● Data to examine:
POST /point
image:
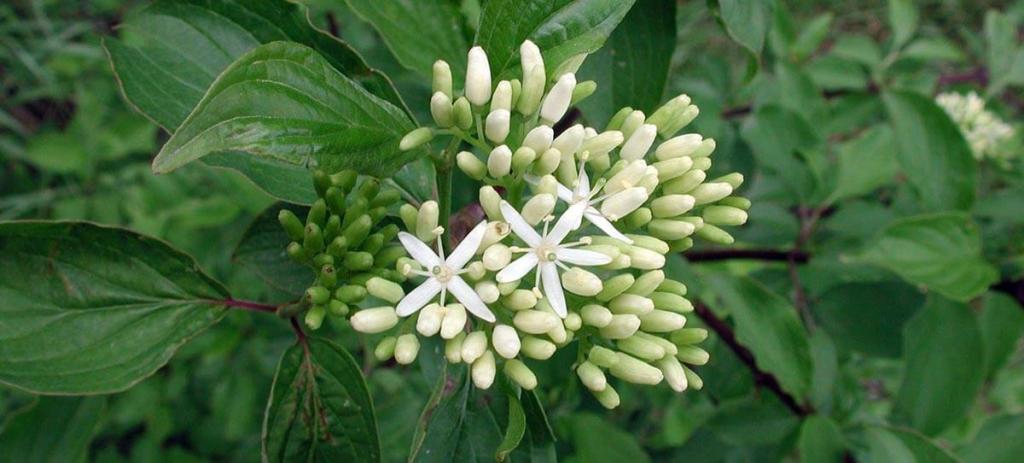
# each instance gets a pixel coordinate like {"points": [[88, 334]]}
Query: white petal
{"points": [[597, 219], [582, 257], [518, 268], [470, 299], [419, 297], [519, 225], [553, 288], [419, 250], [467, 248], [569, 219]]}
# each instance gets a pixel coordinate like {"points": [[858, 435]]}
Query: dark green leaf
{"points": [[56, 429], [935, 157], [940, 251], [943, 351], [92, 309], [284, 101], [320, 409], [419, 32], [562, 29], [767, 325]]}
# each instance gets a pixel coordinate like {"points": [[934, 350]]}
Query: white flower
{"points": [[547, 253], [443, 274]]}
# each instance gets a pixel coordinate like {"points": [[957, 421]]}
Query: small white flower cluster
{"points": [[578, 227], [985, 132]]}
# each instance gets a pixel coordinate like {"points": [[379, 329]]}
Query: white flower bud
{"points": [[482, 370], [478, 77], [591, 376], [538, 207], [557, 101], [454, 322], [373, 321], [506, 341], [497, 127], [638, 143], [474, 346], [428, 322], [407, 348]]}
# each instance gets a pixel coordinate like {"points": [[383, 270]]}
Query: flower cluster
{"points": [[578, 227], [985, 132]]}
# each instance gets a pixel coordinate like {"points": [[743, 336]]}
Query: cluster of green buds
{"points": [[579, 224], [346, 242]]}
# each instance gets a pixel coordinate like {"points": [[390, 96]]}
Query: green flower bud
{"points": [[372, 321], [416, 138]]}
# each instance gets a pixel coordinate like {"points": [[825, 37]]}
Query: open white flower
{"points": [[443, 274], [546, 252]]}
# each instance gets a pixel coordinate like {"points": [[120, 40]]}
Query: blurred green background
{"points": [[73, 149]]}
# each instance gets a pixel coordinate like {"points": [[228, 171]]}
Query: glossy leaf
{"points": [[103, 307], [942, 347], [562, 29], [767, 325], [283, 100], [941, 252], [935, 158], [320, 408]]}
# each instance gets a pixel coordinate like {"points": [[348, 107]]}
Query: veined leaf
{"points": [[320, 408], [284, 101], [94, 309]]}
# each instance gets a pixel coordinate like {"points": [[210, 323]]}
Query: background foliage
{"points": [[872, 310]]}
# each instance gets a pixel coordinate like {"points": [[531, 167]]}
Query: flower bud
{"points": [[623, 203], [385, 348], [474, 346], [538, 348], [621, 327], [477, 77], [454, 321], [441, 79], [440, 110], [591, 376], [631, 369], [373, 321], [557, 101], [416, 138], [428, 323], [497, 126], [482, 370], [473, 167], [673, 371], [537, 322], [538, 207], [462, 113], [639, 142], [407, 348], [581, 282], [724, 215]]}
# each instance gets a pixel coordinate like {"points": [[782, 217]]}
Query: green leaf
{"points": [[419, 32], [283, 100], [562, 29], [767, 325], [943, 350], [865, 163], [262, 250], [103, 307], [820, 440], [634, 62], [56, 429], [932, 151], [320, 408], [939, 251], [998, 440], [868, 318]]}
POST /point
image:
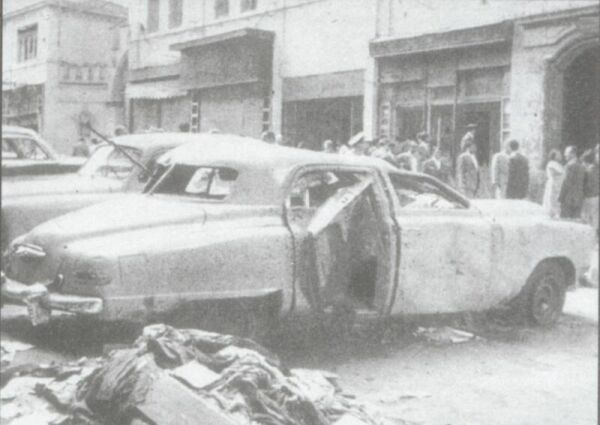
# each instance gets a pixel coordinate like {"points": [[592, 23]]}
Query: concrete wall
{"points": [[312, 36], [409, 18], [32, 71]]}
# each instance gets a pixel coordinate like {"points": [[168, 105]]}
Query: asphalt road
{"points": [[509, 375]]}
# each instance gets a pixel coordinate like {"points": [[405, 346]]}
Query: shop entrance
{"points": [[581, 105]]}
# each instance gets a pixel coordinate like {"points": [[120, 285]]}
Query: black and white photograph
{"points": [[300, 212]]}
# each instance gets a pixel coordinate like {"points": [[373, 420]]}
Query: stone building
{"points": [[64, 65], [519, 69], [297, 67]]}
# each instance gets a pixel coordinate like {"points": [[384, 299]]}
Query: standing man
{"points": [[329, 146], [571, 191], [467, 169], [517, 184], [591, 188], [437, 167], [499, 172]]}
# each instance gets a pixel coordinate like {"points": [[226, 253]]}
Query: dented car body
{"points": [[305, 231]]}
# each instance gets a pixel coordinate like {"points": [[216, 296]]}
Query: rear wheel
{"points": [[545, 294]]}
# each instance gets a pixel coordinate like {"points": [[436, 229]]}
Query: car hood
{"points": [[58, 184], [498, 207], [128, 213]]}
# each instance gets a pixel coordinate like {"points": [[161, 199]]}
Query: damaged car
{"points": [[257, 232], [25, 153], [122, 167]]}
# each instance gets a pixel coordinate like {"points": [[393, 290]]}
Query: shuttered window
{"points": [[153, 17], [221, 8], [175, 13]]}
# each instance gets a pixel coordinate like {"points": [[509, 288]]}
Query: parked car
{"points": [[24, 152], [262, 230], [106, 174]]}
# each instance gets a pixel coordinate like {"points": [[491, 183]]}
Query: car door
{"points": [[445, 251], [345, 239]]}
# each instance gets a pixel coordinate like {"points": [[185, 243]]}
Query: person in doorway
{"points": [[329, 146], [554, 177], [268, 137], [437, 167], [499, 172], [469, 137], [359, 146], [467, 169], [571, 191], [81, 148], [407, 160], [517, 184], [120, 131], [591, 188]]}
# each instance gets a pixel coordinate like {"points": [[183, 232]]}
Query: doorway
{"points": [[581, 105]]}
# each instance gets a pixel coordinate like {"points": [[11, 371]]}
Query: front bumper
{"points": [[40, 301]]}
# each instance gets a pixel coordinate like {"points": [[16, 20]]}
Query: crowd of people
{"points": [[571, 186]]}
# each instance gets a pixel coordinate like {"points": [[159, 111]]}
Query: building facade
{"points": [[522, 70], [297, 67], [64, 66]]}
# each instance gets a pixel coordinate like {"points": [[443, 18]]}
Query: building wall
{"points": [[409, 18], [312, 37], [77, 57], [32, 71]]}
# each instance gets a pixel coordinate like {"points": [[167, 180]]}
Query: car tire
{"points": [[544, 296]]}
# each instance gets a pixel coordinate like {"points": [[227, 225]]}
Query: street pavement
{"points": [[508, 375]]}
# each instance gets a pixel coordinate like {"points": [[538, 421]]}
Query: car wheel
{"points": [[546, 294]]}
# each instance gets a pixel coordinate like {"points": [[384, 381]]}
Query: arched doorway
{"points": [[581, 100]]}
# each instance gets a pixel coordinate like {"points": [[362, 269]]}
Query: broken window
{"points": [[423, 193], [22, 148], [201, 182], [339, 212], [106, 161]]}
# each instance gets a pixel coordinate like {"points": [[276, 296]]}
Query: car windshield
{"points": [[106, 161], [22, 148], [199, 182]]}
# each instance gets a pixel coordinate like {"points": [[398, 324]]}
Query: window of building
{"points": [[153, 10], [221, 8], [175, 13], [27, 43], [248, 5]]}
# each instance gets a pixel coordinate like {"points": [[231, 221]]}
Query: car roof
{"points": [[7, 129], [244, 152], [158, 140]]}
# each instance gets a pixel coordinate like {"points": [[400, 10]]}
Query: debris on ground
{"points": [[445, 335], [182, 376], [8, 349]]}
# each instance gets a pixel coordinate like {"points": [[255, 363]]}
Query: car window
{"points": [[313, 189], [200, 182], [22, 148], [106, 161], [415, 192]]}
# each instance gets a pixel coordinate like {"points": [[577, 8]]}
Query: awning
{"points": [[155, 90], [236, 57], [457, 39]]}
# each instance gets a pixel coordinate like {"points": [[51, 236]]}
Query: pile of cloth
{"points": [[180, 376]]}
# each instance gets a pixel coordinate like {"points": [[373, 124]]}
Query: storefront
{"points": [[321, 107], [440, 83], [229, 78], [23, 106]]}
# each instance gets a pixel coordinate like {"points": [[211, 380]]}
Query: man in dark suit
{"points": [[572, 190], [517, 185]]}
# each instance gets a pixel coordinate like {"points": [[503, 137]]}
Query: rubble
{"points": [[182, 376], [445, 335]]}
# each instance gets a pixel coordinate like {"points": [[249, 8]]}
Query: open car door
{"points": [[345, 241]]}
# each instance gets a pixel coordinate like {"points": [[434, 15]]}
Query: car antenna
{"points": [[119, 148]]}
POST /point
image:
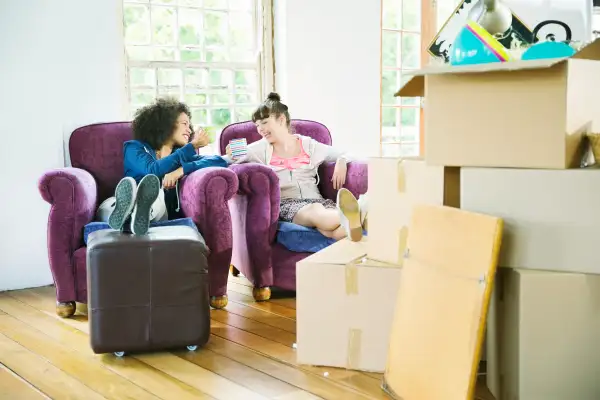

● What this task involves:
Write out exactly the lines from the one containing "Query: man in dark suit" through the last line of the records above, both ends included, and leave out any pictures.

● Solution for this exercise:
Query: man in dark suit
{"points": [[572, 190], [517, 185]]}
# each instance gets a pixel coordinate like {"points": [[503, 137]]}
Query: rubble
{"points": [[182, 376], [445, 335]]}
# each instance gets a pixel coordinate like {"points": [[249, 8]]}
Query: open car door
{"points": [[345, 241]]}
# each instance gets a pixel coordinate like {"points": [[434, 15]]}
Query: car antenna
{"points": [[119, 148]]}
POST /point
image:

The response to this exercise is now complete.